Top of Input for this task

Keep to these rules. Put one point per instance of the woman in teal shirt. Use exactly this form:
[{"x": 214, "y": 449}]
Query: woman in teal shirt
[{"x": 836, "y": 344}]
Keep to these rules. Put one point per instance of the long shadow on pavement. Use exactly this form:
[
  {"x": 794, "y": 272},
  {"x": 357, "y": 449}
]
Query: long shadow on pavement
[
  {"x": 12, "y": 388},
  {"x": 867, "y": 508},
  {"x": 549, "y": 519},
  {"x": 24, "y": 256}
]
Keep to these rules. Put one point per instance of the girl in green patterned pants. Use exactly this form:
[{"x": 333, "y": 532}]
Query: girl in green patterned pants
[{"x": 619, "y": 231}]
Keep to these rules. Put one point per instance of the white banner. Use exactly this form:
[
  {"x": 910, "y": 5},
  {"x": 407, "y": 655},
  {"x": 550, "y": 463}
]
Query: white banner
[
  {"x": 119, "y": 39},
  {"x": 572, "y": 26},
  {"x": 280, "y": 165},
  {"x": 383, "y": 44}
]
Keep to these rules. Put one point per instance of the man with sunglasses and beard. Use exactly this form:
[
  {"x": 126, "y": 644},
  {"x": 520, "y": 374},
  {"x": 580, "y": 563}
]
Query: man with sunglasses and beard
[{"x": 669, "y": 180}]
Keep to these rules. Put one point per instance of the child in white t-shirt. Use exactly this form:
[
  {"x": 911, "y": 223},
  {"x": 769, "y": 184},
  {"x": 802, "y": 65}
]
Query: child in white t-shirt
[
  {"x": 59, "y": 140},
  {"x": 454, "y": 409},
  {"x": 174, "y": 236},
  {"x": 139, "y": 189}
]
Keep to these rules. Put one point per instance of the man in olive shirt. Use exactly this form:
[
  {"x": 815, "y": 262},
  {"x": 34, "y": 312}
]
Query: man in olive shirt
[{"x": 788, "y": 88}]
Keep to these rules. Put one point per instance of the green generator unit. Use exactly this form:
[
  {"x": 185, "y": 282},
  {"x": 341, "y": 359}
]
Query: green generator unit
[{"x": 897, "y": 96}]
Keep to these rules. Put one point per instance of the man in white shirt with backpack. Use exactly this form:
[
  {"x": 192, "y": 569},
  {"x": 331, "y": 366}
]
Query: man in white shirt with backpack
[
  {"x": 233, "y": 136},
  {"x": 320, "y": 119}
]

Bottom of Input for this task

Exercise prompt »
Working through the records above, copy each one exactly.

Completed exercise »
Keep to these rules. Put one point per instance of the woman in teal shirt. Use exactly this form:
[{"x": 214, "y": 449}]
Query: woman in teal shirt
[{"x": 836, "y": 344}]
Keep to these rules. Put one point per instance of the long shadow on pavement. Use exactly this form:
[
  {"x": 794, "y": 272},
  {"x": 357, "y": 449}
]
Query: long shadow on pavement
[
  {"x": 12, "y": 388},
  {"x": 867, "y": 508},
  {"x": 549, "y": 519},
  {"x": 24, "y": 256}
]
Keep to these rules. Put one point per instance of the girl in green patterned pants. Use exactly this form:
[{"x": 333, "y": 532}]
Query: girl in green patterned pants
[{"x": 619, "y": 231}]
Keep to these rules. Put one point per instance of the white banner. Use exactly this form:
[
  {"x": 910, "y": 5},
  {"x": 407, "y": 655},
  {"x": 550, "y": 463}
]
Query: white banner
[
  {"x": 119, "y": 39},
  {"x": 572, "y": 26},
  {"x": 280, "y": 165},
  {"x": 383, "y": 44}
]
Keep to these rules. Put one point per instance of the man with sunglasses and beard. Use exactly this form:
[
  {"x": 126, "y": 644},
  {"x": 520, "y": 374},
  {"x": 580, "y": 563}
]
Query: man with sunglasses and beard
[{"x": 669, "y": 180}]
Keep to these rules. Put one point per instance of the child in white t-shirt. Use exactly this form:
[
  {"x": 911, "y": 223},
  {"x": 769, "y": 184},
  {"x": 802, "y": 65}
]
Query: child in white t-shirt
[
  {"x": 59, "y": 140},
  {"x": 454, "y": 409},
  {"x": 174, "y": 236},
  {"x": 139, "y": 189}
]
Keep to these rules. Put one point per instance of the man in olive shirt. Use exactly this form:
[
  {"x": 815, "y": 262},
  {"x": 34, "y": 312}
]
Query: man in olive shirt
[{"x": 788, "y": 88}]
Keep to these rules. Put one point per instance of the green generator unit. Use exactly this form:
[
  {"x": 185, "y": 282},
  {"x": 341, "y": 359}
]
Query: green generator unit
[{"x": 897, "y": 96}]
Keep to these rules. Put one point per instance of the man in white shirt with backpack. Use exactly this form:
[
  {"x": 192, "y": 569},
  {"x": 331, "y": 366}
]
Query: man in white shirt with backpack
[
  {"x": 233, "y": 136},
  {"x": 320, "y": 119}
]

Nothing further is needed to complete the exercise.